Giorgia, Malika Ayane, Alice, Mia Martini. In ordine sparso questo è ciò amo della nostra canzone. Ma ce n’è un’altra che mi fa impazzire: Claudia Nahum, nata a Singapore, cresciuta a Londra, ma profondamente italiana. Si fa chiamare Baby K e ha la prima qualità che l’uomo medio possa cercare in una donna: mai noiosa, mai banale. Soprattutto, è uguale a sé stessa. Ha già collaborato con gente come Tiziano Ferro (“Ci sentiamo molto spesso, continua a darmi buoni consigli“), Guè Pequeno, Marracash e Max Pezzali (“Colosso della musica“), ma mi sorprende quando le chiedo con chi, oggi, vorrebbe fare un duetto…
“Una seria” è il suo ultimo singolo, sta lavorando lentamente al nuovo album e negli ultimi tempi ha fatto notizia per un qualcosa distante dalla musica: ha recentemente disegnato una collezione per il marchio di moda “Blackblessed”, ora l’ormai celebre simbolo #Alfagang campeggia su cappelli Snapback e Tshirt. Baby K è ‘una seria’, portatrice sana della musica urban in tutte le sue sfumature: molto attenta alla scena internazionale (cita, ad esempio, Nas e Ms. Dynamite), riesce – una volta ancora – a sbalordirmi, ricordando una leggenda del soul.
Partiamo low profile, perdonami: il tuo status what’s app è “Cake cake cake cake”, perché?
(ride) Nulla di più facile, è la canzone di Rihanna (“Birthday Cake”, ndr.), lei la usava per descrivere la bontà del suo corpo, e non solo. Lo faccio anch’io, scherzosamente e senza fare paragoni.
Prima della musica, un po’ di moda: il marchio “Blackblessed” campeggia all’interno di un megastore di Londra, che te ne pare?
Sono legatissima a Londra: è stata fondamentale per ‘iniziarmi’ alla scrittura dei brani. Avevo 14 anni, abitavo da quelle parti, è lì che mi sono avvicinata all’hip hop, subendo il fascino di generi come dubstep e UK garage. Tornando a Blackblessed, che dire… mi fa strano vedere il mio nome lì, il simbolo #alfagang. Sono contenta.

▸ Righe fornite
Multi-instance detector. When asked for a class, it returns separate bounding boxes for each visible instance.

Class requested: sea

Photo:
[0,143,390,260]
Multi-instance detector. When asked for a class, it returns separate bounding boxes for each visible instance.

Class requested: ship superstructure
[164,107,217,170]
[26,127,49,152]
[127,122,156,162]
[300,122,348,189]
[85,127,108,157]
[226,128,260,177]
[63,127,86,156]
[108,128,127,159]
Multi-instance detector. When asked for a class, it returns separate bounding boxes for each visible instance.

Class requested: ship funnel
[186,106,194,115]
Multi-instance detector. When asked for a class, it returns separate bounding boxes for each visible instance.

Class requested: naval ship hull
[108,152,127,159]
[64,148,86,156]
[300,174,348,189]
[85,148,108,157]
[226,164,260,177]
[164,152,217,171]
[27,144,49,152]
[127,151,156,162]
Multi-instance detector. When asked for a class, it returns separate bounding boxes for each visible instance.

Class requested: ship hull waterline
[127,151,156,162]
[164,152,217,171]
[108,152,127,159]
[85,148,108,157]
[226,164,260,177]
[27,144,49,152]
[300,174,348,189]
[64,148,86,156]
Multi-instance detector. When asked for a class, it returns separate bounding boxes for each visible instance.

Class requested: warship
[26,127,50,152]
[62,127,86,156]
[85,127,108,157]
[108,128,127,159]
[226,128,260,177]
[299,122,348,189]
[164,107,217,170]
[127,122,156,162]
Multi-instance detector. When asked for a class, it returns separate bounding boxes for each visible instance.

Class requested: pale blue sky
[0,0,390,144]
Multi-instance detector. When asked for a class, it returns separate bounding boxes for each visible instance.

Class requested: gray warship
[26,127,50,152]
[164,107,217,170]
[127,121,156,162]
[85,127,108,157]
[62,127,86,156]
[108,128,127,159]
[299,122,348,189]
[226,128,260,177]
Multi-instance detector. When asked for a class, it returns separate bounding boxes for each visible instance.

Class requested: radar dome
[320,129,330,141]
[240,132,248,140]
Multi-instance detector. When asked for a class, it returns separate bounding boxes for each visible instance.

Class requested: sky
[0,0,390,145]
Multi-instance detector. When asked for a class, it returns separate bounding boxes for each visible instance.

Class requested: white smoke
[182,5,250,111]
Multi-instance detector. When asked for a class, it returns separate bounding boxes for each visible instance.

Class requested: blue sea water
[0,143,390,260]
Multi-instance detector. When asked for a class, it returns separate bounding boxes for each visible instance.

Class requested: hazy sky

▸ Esercizi
a - Rispondi in base all'intervista:
(i) In quale città è nata Claudia Nahum?
(ii) Per quale marchio di moda ha disegnato una collezione?
(iii) Quanti anni aveva quando abitava a Londra e si è avvicinata all'hip hop?
b - Per favore, riporta dall'intervista il tratto che va da "(ride) Nulla di" fino a "te ne pare?".
Le righe non hanno alcun legame con l'intervista.

▸ Soluzioni
a -
(i) A Singapore.
(ii) Per il marchio "Blackblessed".
(iii) 14 anni.

b -
(ride) Nulla di più facile, è la canzone di Rihanna (“Birthday Cake”, ndr.), lei la usava per descrivere la bontà del suo corpo, e non solo. Lo faccio anch’io, scherzosamente e senza fare paragoni.
Prima della musica, un po’ di moda: il marchio “Blackblessed” campeggia all’interno di un megastore di Londra, che te ne pare?